#### [Stored rows]
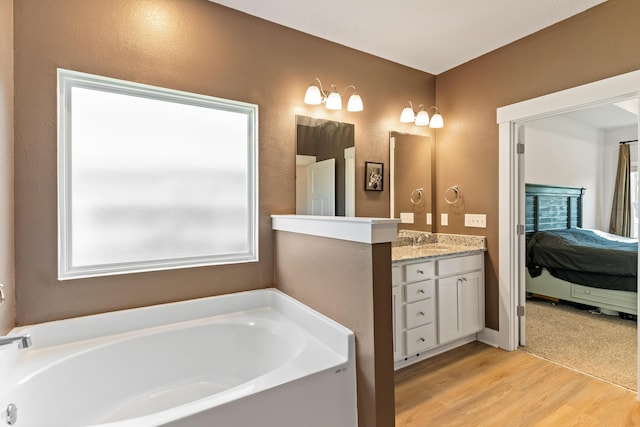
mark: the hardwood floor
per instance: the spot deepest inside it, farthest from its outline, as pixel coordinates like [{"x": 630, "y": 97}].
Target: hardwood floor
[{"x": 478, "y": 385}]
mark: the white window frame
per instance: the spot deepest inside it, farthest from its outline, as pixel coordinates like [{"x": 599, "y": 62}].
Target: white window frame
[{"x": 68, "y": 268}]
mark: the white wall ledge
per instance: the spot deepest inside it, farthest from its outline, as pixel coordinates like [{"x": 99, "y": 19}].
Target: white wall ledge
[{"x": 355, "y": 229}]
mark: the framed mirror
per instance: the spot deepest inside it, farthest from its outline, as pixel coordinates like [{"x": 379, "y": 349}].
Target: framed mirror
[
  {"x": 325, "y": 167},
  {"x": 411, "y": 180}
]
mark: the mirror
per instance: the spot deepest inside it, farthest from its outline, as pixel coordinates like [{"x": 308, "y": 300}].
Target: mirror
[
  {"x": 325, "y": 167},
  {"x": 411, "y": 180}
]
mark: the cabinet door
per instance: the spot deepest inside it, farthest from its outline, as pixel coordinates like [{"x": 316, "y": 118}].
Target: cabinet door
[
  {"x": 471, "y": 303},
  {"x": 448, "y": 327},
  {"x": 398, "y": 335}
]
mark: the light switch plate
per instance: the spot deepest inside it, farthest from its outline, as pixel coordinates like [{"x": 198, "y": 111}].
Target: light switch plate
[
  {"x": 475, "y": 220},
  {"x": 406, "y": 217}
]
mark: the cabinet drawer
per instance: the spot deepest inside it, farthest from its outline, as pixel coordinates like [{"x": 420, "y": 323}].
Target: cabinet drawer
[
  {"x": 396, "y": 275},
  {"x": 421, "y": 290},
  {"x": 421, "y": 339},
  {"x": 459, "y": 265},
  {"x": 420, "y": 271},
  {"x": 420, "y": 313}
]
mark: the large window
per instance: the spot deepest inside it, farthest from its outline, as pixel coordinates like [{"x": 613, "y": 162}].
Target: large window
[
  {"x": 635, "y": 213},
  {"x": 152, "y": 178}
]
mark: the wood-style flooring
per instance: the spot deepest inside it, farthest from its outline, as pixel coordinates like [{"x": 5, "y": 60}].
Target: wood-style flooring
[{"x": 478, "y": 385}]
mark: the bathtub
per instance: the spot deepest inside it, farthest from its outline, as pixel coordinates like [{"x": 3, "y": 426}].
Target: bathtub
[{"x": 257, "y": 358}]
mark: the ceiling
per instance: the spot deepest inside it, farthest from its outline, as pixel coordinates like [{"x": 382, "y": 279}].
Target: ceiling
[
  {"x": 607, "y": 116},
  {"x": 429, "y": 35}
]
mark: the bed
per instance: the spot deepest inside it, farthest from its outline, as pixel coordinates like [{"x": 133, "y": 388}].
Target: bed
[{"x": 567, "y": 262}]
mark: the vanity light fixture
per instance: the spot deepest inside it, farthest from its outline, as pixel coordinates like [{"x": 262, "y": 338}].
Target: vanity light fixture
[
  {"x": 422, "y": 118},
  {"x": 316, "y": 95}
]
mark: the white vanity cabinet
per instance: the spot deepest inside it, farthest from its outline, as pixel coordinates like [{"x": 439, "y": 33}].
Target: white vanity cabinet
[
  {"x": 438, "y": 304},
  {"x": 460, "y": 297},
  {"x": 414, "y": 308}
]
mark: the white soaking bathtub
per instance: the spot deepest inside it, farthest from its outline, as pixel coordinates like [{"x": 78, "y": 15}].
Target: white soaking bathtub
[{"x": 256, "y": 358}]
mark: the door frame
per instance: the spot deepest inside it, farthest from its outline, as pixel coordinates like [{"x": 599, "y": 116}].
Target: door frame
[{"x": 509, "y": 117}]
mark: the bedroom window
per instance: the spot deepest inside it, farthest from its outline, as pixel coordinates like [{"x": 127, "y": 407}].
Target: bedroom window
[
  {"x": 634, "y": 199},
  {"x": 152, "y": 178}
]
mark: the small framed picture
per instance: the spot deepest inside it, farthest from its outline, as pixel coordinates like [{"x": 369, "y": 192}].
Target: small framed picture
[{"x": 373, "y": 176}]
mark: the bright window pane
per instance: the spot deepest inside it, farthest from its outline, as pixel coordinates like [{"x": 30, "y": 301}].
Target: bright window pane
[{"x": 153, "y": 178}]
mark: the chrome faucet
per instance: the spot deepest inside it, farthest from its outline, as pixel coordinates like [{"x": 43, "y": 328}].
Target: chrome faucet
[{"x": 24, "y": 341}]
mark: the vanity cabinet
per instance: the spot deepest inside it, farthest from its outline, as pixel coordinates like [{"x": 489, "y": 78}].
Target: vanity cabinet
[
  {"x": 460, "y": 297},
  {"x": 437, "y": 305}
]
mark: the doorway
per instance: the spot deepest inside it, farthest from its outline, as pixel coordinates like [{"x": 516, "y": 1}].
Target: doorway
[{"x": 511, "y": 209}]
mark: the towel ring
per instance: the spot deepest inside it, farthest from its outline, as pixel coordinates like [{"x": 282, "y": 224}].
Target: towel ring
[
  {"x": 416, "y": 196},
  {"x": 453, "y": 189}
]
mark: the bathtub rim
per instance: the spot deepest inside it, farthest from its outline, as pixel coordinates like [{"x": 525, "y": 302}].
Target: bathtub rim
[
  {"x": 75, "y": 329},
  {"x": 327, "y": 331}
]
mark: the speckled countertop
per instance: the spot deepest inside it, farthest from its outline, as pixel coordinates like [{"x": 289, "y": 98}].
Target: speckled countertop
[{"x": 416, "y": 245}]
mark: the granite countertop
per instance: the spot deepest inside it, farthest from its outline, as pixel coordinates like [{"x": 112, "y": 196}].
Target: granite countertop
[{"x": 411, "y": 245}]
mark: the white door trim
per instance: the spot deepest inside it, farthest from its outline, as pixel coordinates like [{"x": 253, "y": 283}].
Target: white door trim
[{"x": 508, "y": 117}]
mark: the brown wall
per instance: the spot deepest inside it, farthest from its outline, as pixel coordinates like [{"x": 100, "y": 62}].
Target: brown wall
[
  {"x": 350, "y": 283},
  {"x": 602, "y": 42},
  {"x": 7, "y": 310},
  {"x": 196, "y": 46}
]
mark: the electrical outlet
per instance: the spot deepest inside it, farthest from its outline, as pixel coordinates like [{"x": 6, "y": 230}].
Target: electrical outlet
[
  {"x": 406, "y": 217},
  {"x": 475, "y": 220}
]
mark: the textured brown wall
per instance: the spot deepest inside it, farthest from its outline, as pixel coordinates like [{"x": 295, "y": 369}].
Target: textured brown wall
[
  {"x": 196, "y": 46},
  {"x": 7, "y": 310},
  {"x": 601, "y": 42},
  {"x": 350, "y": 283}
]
---
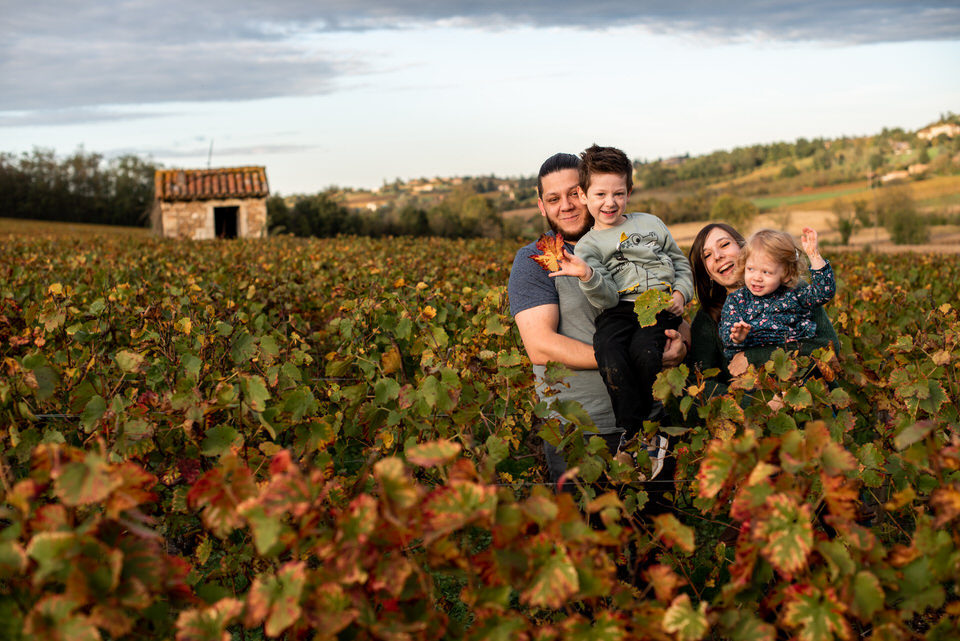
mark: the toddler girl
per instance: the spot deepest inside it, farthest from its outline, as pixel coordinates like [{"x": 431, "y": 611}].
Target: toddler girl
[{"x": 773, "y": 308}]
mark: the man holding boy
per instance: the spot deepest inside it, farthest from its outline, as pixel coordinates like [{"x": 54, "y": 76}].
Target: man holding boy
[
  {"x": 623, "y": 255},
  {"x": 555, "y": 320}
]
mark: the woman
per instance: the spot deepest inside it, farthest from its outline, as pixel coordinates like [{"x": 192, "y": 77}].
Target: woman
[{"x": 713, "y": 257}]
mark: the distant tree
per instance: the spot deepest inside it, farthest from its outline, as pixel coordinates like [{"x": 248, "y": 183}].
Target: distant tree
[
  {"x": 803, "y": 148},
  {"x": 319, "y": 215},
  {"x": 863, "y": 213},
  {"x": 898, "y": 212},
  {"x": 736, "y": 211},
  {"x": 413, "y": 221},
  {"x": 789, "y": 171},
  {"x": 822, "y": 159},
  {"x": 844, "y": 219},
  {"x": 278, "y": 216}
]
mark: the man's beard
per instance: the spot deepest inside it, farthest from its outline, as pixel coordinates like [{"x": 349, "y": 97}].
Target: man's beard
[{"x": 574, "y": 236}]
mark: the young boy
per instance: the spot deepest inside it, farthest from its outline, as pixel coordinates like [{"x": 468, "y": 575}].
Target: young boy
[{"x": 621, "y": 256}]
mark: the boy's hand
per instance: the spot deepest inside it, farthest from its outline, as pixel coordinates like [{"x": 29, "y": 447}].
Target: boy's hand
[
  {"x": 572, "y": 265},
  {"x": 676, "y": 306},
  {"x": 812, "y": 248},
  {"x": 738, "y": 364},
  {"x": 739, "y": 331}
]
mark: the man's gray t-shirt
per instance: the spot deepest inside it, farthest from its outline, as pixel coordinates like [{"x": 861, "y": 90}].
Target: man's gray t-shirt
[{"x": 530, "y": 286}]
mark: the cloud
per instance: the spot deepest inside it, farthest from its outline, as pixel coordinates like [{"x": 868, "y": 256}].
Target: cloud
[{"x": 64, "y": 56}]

#### [Your goal]
Pick out every line of the entries above that contains the string "chrome", and copy each one.

#### [Complete response]
mark: the chrome faucet
Target: chrome faucet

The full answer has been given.